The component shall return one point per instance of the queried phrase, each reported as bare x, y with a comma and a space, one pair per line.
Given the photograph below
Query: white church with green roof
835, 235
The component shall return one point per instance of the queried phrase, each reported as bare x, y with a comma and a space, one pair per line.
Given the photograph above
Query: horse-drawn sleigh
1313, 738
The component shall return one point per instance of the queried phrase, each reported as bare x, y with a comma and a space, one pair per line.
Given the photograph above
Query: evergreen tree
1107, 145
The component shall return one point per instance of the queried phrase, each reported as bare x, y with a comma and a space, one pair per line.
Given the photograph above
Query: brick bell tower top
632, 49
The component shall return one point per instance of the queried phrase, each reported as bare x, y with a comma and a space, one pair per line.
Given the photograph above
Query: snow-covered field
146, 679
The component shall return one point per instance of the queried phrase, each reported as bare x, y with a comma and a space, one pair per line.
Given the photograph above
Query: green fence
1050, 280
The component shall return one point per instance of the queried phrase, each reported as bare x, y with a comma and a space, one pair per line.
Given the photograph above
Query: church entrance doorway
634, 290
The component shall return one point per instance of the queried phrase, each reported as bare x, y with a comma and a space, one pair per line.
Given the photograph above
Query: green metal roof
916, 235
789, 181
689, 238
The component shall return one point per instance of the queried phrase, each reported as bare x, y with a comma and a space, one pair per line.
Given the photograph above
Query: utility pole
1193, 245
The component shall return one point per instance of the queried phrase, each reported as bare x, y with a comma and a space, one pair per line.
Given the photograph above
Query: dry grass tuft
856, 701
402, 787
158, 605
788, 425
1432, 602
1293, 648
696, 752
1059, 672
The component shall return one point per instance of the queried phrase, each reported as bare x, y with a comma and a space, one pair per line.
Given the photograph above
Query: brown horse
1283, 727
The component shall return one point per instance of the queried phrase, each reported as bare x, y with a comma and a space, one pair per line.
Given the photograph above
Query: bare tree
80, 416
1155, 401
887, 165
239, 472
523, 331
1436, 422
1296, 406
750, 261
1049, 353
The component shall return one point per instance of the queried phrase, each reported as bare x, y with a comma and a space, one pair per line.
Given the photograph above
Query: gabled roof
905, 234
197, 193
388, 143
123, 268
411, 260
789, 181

Exercise objective:
Retype the whole listing, matching it exactly.

Solution to this problem:
The component shall return one point per instance of the queried phrase, each reported as bare x, y with a comma and a space, one pair per line.
Given the photograph below
Query: white church with green roof
835, 235
The component shall return one point per instance of the queried phrase, each reported as bare x, y with a comma and a space, one pair per line.
Given the photograph above
Query: horse-drawn sleigh
1313, 738
The component shall return one point per instance of the queried phrase, each reported as bare x, y with a comma and a space, one pair per line.
Given the photograph above
Query: evergreen tree
1107, 145
The component shall return one point per instance of the queried phrase, each reported as bare x, y with a comma and a space, one pair per line.
Given the photograph above
Query: brick bell tower top
632, 49
The component shall return one point per instance of the queried phrase, each reported as bare x, y with a comma and a space, one pair per line.
Given the photograph above
Query: snow-covered field
146, 679
The component shall return one point per instance of the queried phrase, each reported as bare x, y with a comma and a space, one pair per line.
Given the photograph above
Query: green fence
1050, 280
The component shall return one point per instance of the queried phrase, each reported as bare x, y with a comma and a space, one pair per line.
Given the photograph above
Query: church entrance doorway
634, 290
The component shall return one point per instance of the queried phrase, each reported as bare x, y with a comma and a space, one pair per line.
Given the photograph above
Query: green metal roof
916, 235
789, 181
689, 238
The component shall return one point per instance of the queried phrase, each reported as bare x, y with a comma and a space, one pair per line.
Given the photograph above
Query: utility pole
1193, 245
The component shall return one point per instance of the queried phrase, each reported as bare x, y with a comma and a space, one pair per line.
Given the photograph above
Query: dry grass tuft
856, 701
402, 787
158, 605
788, 425
1432, 602
1293, 648
696, 752
1059, 672
The component shall return one point per instance of the queried phrase, each reported as bare x, y with a comma and a space, one pair per line.
Given the photograph above
Query: brown horse
1283, 727
The component shall return one point per instance of the queried phrase, each reported as bare x, y with a comma and a space, one pair per line.
Given the photograph above
Query: bare tree
80, 416
1155, 401
887, 165
239, 472
523, 331
1436, 422
1296, 406
750, 261
1049, 353
The component shall return one point per instance of the queried phrase, each reported as bare x, y with a comma and a space, one pair per line.
Given the photograph above
Query: gabled roof
905, 234
197, 193
388, 143
123, 268
411, 260
789, 181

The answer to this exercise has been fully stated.